**Given instruction:** Collect every line of the rows below that contains the word "each".

**Input records:**
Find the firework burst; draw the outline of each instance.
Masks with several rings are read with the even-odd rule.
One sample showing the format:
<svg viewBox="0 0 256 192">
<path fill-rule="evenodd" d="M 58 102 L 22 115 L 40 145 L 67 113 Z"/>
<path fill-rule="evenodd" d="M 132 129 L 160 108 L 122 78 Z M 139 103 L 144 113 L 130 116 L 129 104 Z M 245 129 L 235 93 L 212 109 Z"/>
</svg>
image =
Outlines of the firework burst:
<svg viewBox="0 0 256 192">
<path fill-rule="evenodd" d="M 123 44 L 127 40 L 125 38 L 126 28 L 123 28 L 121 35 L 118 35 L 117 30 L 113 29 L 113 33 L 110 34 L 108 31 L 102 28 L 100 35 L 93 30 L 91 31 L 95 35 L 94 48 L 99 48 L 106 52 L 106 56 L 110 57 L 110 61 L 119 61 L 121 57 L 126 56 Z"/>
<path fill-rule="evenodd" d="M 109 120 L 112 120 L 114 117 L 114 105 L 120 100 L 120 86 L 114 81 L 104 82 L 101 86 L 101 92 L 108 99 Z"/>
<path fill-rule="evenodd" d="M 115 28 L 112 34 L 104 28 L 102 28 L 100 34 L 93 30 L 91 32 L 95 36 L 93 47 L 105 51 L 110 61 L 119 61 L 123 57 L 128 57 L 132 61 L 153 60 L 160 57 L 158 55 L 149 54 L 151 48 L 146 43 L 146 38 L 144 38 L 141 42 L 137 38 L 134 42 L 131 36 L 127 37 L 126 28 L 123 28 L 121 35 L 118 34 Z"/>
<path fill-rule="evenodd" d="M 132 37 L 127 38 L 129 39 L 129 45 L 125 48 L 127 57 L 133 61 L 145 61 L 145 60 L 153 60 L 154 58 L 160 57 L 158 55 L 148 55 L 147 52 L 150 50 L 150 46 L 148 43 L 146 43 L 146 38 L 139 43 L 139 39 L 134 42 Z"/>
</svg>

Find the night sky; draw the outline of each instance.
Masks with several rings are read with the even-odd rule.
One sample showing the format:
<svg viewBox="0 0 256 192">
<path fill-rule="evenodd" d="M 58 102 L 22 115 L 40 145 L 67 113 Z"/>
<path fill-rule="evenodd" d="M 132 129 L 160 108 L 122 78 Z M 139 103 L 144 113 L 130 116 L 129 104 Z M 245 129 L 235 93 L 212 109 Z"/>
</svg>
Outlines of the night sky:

**Problem solution:**
Find the firework burst; draw the outline of each instance.
Find the night sky; draw the outline of each instance.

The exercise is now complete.